## What you will do
(a) In the RDFAuth post, which concrete example of a Linked Data application does the author begin with?
(b) Restate the paragraph of the RDFAuth post that begins "The problem can be stated" in one shorter sentence, keeping its main facts.
(c) Reproduce the stretch of the RDFAuth post from "I had partly" through "is it hard?", substituting "weblog entry" for "blog post".

## Extract to read
* * *

RDFAuth_Sketch: what are we trying to solve

Dan Brickley asked the following question:
 > I'd like to see a 1 page "here's the problem we're trying to solve"  
that doesn't itself specify any protocol design.
 > Borrowing from Stefan Decker's page at http://www.stefandecker.org/the-heilmeier-catechism.html 
  quoting George Heilmeier:

I had partly answered some of these in the blog post on (the  
controversially named) RDFAuth [1]
But let me organize them as suggested by Dan:

  1. What is the problem, why is it hard?
  ---------------------------------------

The problem can be stated either in general terms as a result of  
requirements on Linked Data or by giving a specific example of a  
Linked Data application. Let me start with a concrete example: Social  
Networks.

* * *

## Record extracts
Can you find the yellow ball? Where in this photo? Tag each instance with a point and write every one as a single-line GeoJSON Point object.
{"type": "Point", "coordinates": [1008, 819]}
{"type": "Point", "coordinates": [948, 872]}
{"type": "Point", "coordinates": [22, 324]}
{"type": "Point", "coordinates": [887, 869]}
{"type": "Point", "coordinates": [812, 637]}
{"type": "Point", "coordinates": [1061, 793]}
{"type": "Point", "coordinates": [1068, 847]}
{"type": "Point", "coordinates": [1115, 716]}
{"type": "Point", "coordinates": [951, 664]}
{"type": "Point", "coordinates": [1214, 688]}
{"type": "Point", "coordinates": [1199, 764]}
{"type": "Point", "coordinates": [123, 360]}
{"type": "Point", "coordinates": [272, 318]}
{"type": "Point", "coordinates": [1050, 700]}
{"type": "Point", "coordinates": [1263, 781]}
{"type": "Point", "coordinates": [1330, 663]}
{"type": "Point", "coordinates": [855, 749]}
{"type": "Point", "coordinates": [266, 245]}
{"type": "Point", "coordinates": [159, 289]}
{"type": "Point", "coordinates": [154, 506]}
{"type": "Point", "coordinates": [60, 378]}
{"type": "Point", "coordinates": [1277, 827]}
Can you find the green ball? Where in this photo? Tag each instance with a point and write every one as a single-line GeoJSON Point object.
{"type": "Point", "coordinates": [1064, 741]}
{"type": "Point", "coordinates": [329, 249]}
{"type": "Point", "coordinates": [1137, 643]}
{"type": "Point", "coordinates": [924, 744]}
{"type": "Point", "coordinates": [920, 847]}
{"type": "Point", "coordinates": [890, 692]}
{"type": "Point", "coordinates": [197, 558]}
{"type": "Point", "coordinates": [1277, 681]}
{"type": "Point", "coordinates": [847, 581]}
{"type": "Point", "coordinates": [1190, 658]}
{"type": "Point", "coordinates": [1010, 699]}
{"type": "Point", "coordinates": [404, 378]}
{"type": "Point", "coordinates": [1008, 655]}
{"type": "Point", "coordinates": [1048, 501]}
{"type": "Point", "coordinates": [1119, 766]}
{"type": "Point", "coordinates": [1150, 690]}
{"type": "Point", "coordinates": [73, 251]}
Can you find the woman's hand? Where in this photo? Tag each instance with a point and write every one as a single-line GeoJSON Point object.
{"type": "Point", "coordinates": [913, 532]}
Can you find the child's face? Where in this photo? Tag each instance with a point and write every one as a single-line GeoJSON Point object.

* * *

## Final results
(a) Social Networks.

(b) The problem can be stated generally, as arising from Linked Data requirements, or through a specific Linked Data application, and the author starts with the concrete example of Social Networks.

(c)
I had partly answered some of these in the weblog entry on (the  
controversially named) RDFAuth [1]
But let me organize them as suggested by Dan:

  1. What is the problem, why is it hard?